#### [WHAT TO DO]
Copy out the entries below word for word, leaving the pictures out of your answer.

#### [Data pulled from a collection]
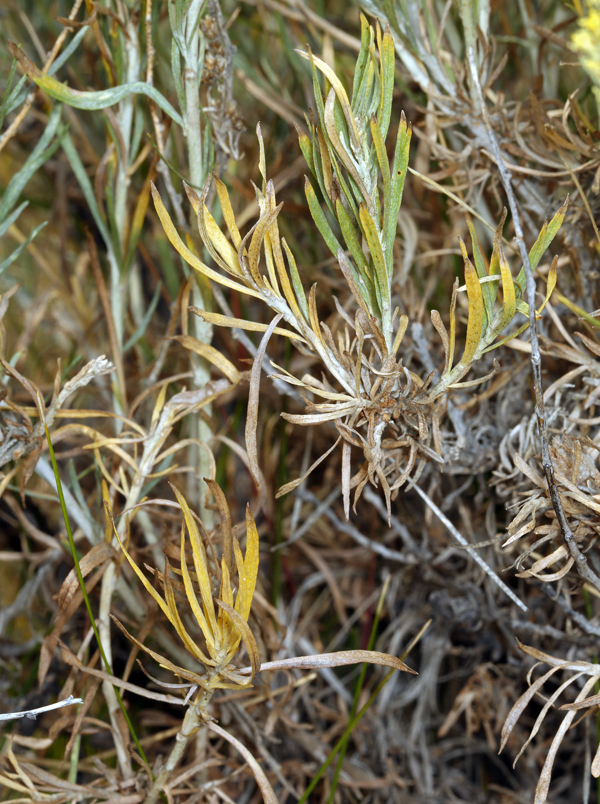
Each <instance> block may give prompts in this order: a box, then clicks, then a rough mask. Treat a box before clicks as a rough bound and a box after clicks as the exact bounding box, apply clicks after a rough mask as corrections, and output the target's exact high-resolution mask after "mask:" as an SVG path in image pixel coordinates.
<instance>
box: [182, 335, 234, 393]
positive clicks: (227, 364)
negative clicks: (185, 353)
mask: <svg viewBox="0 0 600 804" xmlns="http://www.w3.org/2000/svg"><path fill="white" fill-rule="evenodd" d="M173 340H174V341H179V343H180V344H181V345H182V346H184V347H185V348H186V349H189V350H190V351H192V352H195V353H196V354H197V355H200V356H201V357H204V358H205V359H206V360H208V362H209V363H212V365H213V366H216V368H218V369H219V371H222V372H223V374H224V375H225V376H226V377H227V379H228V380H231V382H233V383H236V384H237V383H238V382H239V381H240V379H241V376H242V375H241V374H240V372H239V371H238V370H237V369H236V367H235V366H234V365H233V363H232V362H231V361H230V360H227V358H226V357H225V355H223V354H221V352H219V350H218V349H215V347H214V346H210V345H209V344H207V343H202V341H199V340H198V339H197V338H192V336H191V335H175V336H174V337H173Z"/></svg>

#### [TASK SOLUTION]
Each <instance> block may give prompts in this order: a box, then clicks, then a rough mask. Treat a box before clicks as a rough bound and a box after clicks as the exact bounding box, apply clicks after a rough mask as corrections, and output the target's exact high-resolution mask after "mask:" as an SVG path in image pixel coordinates.
<instance>
box: [182, 335, 234, 393]
positive clicks: (227, 364)
negative clicks: (185, 353)
mask: <svg viewBox="0 0 600 804" xmlns="http://www.w3.org/2000/svg"><path fill="white" fill-rule="evenodd" d="M173 340H174V341H179V343H180V344H181V345H182V346H184V347H185V348H186V349H189V350H190V351H192V352H195V353H196V354H197V355H200V356H201V357H204V358H205V359H206V360H208V362H209V363H212V365H213V366H216V368H218V369H219V371H222V372H223V374H224V375H225V376H226V377H227V379H228V380H231V382H233V383H236V384H237V383H238V382H239V381H240V379H241V376H242V375H241V374H240V372H239V371H238V370H237V369H236V367H235V366H234V365H233V363H232V362H231V361H230V360H227V358H226V357H225V355H223V354H221V352H219V350H218V349H215V347H214V346H210V345H209V344H207V343H202V341H199V340H198V339H197V338H192V336H191V335H175V336H174V337H173Z"/></svg>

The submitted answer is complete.